◆ DIRECTIONS
Produce as output only the lines below starting at the line with "TARGET = asphalt road" and continuing through the line with "TARGET = guardrail", each one exactly as written.

◆ INPUT
--------
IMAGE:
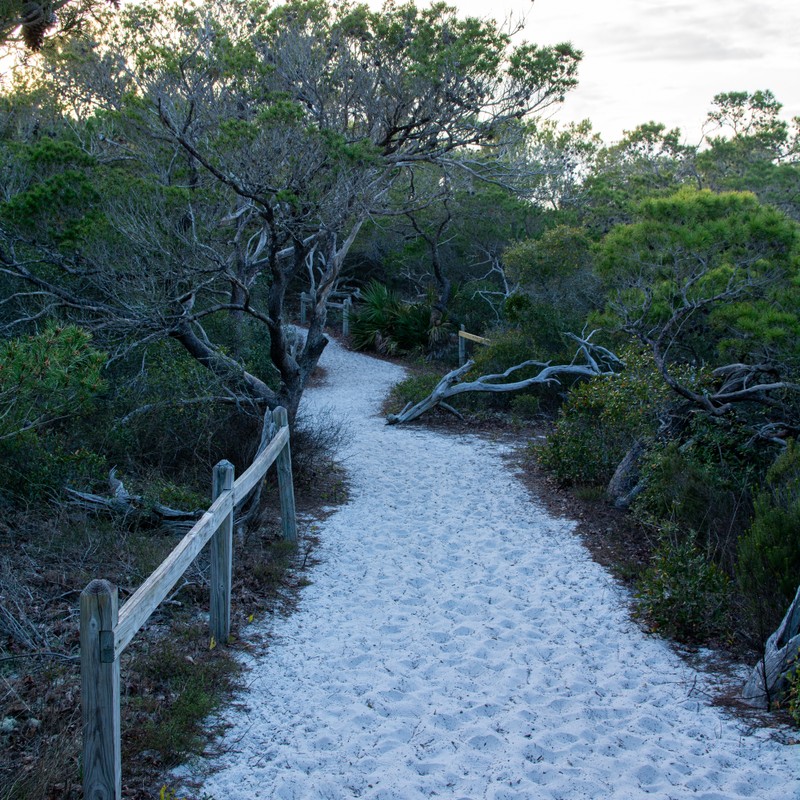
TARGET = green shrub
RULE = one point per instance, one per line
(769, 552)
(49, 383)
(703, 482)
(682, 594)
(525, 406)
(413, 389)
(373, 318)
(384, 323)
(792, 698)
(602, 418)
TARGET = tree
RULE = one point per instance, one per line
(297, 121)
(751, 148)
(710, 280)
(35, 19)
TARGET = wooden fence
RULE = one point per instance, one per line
--------
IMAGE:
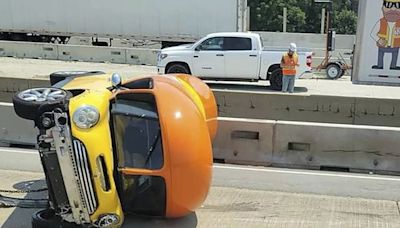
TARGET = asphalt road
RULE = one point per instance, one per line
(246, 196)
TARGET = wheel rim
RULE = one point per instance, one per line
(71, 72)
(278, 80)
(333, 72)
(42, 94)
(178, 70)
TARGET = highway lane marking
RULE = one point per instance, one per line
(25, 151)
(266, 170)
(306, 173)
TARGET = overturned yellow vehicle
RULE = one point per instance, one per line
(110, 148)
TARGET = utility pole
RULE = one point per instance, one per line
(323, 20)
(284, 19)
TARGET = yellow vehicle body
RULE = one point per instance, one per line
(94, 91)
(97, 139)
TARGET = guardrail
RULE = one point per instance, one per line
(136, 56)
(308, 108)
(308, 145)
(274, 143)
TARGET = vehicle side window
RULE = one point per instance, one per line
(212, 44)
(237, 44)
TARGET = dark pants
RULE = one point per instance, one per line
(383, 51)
--------
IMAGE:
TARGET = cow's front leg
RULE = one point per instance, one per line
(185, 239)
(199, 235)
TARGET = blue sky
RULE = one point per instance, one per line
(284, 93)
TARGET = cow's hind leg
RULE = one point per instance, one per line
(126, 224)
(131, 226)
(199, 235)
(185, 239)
--------
◆ RESPONSE AREA
TARGET = asphalt road
RULE = one point per instance, one per line
(246, 196)
TARGET = wheel rim
RULE = one point per instance, one per line
(71, 72)
(278, 80)
(333, 72)
(42, 94)
(178, 70)
TARGET = highway lane marking
RULE = one point per instance, one per line
(25, 151)
(266, 170)
(306, 173)
TARGET = overturned yellow vehicle
RULE = one point per instance, one per line
(110, 148)
TARGET = utility pole
RULE = one point per instance, one per line
(323, 20)
(284, 19)
TARGET = yellow vehicle body
RULE = one point per instance, one per line
(94, 91)
(97, 139)
TARGET = guardrail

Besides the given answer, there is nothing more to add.